Records from a data source:
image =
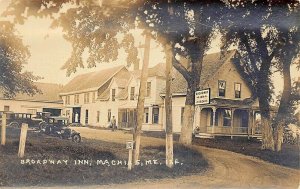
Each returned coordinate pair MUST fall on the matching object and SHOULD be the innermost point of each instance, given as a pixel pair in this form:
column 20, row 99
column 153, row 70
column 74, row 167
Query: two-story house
column 153, row 119
column 82, row 95
column 46, row 101
column 94, row 98
column 230, row 111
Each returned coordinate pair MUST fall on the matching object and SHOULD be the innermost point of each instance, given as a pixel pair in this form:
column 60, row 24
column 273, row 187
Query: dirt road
column 228, row 169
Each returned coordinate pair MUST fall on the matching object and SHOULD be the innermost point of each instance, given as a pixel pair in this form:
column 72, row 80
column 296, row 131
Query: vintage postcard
column 149, row 94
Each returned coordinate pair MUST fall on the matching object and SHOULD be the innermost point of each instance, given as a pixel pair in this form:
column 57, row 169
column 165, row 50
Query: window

● **What you need to do**: Only the lines from the one containing "column 72, row 80" through the final line of the data belong in the answer, repeated exactly.

● **Solution to this problem**:
column 72, row 80
column 296, row 131
Query: vintage postcard
column 149, row 94
Each returned coordinate pair MUST fall on the matching object and SHOULD be the innermost point of each instance, given as a pixel pair in this form:
column 57, row 169
column 165, row 50
Query: window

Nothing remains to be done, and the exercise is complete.